Monday, 1 August 2016

Is this the calm before the storm??

Is this the calm before the storm??

With artificial calm being created in the world markets, is it the calm before the storm and are the markets looking stretched and looking over priced with the artificial injection of liquidity world over or is this state here to stay for a longer period??

With the Sensex at ~28,000 and most of the so called markets pundits being extremely optimistic about the Indian markets and the political landscape looking slightly positive that market reforms like GST would be passed very soon, is the time to go all out on equities or have a cautious stance on the markets is the big questions. With the Indian markets highly dependent on the liquidity flows from foreign investors, it is imperative to look at the overall global picture….

While global economic and political developments point to the possibility of “jump conditions” once deemed improbable, financial markets have treated their influence as temporary and reversible. This divergence is understandable in the short run. Longer-term, however, it sets up complex dynamics that call for investor adaptations.

In the past few weeks, the UK voting to leave the EU and the setting of record high prices by the US equity and bond markets simultaneously added to an unusual period for a global system with more than 30 per cent of its global government debt trading at negative nominal yields.

The sense of fluidity intensifies when you add to the mix fragile Italian banks, an attempted coup in Turkey, and tragic illustrations of vulnerability to lone wolf attacks.

▶ DATA SUPPLIED
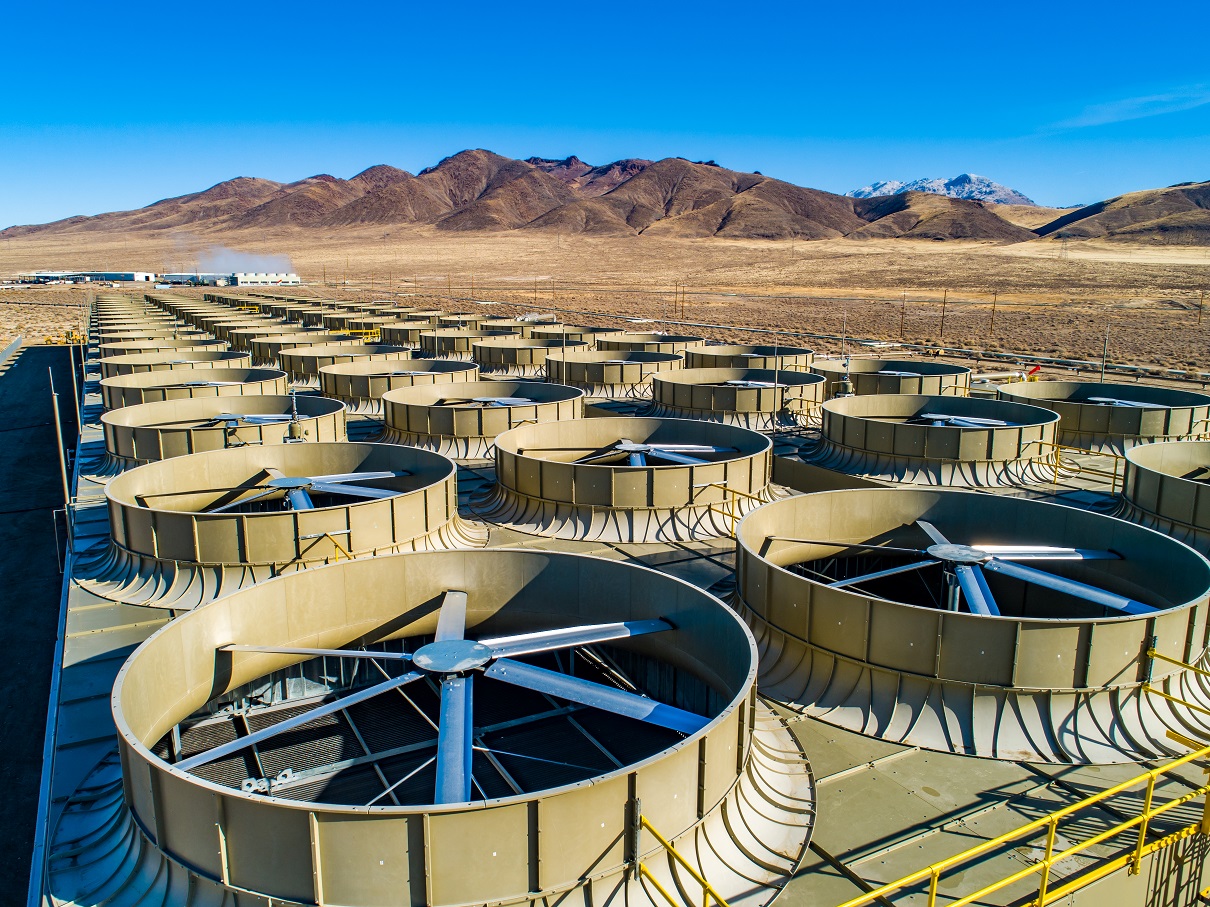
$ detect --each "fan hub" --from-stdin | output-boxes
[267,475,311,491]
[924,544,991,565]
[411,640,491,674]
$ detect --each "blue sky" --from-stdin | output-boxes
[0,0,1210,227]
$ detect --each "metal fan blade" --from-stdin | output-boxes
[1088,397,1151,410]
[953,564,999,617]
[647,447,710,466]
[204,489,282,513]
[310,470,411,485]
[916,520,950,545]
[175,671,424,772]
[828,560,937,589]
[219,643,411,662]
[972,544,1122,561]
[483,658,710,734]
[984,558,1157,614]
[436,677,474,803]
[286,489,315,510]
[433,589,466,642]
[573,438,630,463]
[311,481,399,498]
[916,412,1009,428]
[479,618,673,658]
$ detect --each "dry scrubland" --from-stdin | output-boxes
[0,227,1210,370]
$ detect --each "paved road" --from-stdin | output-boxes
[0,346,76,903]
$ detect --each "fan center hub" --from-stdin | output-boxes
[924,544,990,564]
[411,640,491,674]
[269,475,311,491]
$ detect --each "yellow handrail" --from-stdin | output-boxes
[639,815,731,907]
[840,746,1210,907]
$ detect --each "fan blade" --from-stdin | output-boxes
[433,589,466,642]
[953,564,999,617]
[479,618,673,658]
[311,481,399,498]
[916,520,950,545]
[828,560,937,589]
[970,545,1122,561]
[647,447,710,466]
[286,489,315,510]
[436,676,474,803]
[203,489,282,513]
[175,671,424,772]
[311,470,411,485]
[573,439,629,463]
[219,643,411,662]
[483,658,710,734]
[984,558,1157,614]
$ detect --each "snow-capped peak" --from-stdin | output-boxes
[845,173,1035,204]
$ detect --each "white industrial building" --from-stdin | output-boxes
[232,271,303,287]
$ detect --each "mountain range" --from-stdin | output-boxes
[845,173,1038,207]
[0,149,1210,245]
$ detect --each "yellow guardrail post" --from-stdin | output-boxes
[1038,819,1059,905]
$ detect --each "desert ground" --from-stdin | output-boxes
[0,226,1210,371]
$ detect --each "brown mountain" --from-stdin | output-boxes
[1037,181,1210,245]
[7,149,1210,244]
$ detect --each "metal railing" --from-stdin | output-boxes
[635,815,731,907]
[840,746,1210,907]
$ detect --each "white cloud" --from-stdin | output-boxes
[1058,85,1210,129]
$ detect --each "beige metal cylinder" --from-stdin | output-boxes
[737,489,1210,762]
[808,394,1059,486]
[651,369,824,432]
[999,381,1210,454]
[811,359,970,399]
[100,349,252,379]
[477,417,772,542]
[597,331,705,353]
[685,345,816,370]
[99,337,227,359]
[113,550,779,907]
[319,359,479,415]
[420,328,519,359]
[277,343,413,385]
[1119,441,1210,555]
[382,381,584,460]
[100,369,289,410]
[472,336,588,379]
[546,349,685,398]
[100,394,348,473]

...

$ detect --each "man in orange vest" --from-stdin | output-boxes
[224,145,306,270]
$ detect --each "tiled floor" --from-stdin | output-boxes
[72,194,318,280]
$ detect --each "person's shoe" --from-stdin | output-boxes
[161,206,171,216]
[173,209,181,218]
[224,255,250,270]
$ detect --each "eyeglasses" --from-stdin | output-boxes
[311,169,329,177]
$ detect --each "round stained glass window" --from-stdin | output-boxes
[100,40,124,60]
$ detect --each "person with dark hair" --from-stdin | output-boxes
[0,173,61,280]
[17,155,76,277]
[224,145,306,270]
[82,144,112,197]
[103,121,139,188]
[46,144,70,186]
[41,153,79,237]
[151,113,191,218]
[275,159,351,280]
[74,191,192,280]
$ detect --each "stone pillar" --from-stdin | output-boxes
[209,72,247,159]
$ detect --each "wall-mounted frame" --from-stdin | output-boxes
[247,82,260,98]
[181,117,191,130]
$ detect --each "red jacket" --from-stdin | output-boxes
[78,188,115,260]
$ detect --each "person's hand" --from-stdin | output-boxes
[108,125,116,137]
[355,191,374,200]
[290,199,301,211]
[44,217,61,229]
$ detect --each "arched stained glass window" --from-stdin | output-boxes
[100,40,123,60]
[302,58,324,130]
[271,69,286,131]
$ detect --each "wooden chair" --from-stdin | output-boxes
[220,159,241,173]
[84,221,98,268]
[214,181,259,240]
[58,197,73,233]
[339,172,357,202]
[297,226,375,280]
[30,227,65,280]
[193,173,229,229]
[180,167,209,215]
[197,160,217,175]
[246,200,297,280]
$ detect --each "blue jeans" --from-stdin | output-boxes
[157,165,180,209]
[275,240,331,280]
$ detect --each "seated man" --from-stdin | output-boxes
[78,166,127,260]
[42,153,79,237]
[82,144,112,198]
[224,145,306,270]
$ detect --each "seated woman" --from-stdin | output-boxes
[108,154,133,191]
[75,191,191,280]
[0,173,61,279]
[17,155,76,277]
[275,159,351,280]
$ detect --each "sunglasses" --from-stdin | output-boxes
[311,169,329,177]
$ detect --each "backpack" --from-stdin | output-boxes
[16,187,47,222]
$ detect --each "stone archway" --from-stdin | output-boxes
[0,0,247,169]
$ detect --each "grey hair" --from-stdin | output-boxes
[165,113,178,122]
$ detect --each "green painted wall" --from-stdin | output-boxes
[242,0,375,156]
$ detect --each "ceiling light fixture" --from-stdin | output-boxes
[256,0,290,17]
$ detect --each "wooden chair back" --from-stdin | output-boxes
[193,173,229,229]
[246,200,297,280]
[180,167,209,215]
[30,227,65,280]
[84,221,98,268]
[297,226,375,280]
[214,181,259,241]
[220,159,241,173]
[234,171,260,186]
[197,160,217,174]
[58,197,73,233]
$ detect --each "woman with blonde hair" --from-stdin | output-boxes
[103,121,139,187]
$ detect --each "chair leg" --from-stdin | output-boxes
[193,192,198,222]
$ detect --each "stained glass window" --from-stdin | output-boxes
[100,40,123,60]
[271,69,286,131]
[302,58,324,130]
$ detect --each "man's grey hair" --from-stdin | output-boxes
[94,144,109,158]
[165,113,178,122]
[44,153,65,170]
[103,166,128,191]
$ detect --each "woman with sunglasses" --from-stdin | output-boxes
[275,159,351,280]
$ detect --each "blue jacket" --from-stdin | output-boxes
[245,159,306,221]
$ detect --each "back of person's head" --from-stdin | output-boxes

▶ PROMPT
Continue the commentary on whether calm markets signal a coming storm, starting right after its last sentence.

▶ SOLVED PROBLEM
These issues share a potential for fueling so-called jump conditions in which there is a leap to a different set of circumstances, rather than a smooth and incremental evolution. They could change longstanding economic and financial relationships, affect the way economic agents interact with each other, fuel political anomalies and, in the case of unusual asset class correlations and valuations, undermine some of the institutions and basic tenets of the capitalist system.

This phenomenon is not limited to the past and present. Also, there are potential jump conditions on the horizon which are as follows;

The October referendum in Italy could complicate European politics already challenged by the legacy of the financial crisis, migration questions and Brexit.

The US faces its own unusual election in November. China’s ongoing political changes coincide with its leaders having to manage a middle income development transition rendered more difficult by international economic headwinds and domestic financial bubbles.


Meanwhile, unease about policy effectiveness grows in a world that has been over-reliant on central banks and that will probably see three of these systemically important institutions (the Bank of Japan, the European Central Bank and the People’s Bank of China) pulled even-deeper into the uncharted waters of monetary policy experimentation.

But measures of market sentiment have been remarkably calm. Just look at the Vix, the so-called “fear index” that captures the extent to which investors are unsettled by uncertainties. Spikes have been infrequent and quickly reversed. Its most distinguishing feature is that of overall stability at subdued levels.

There are good reasons for this. Liquidity injections, both actual and expected remain ample on account of central bank stimulus and corporate cash being recycled back into markets via share buybacks, mergers and acquisitions. Investors have been conditioned by years in which “buy on dips” approaches have repeatedly proven profitable, especially in markets recently achieving new highs.

Few investors have rushed to reflect the reality of elevated prices and unstable asset class correlations back into their strategic asset allocation, particularly given unchanged investment objectives.

Lacking attractive alternatives, and with limits on how much cash traditional investment managers can hold, equities continue to attract a disproportionately large allocation.

It is understandable for markets to trade on the current reality of cash flow and put aside the possible consequences of the gap between investor behavior and a growing list of unusual economic and political uncertainties. In the process, however, a cocktail is brewing that risks future financial volatility and jump conditions in various market segments.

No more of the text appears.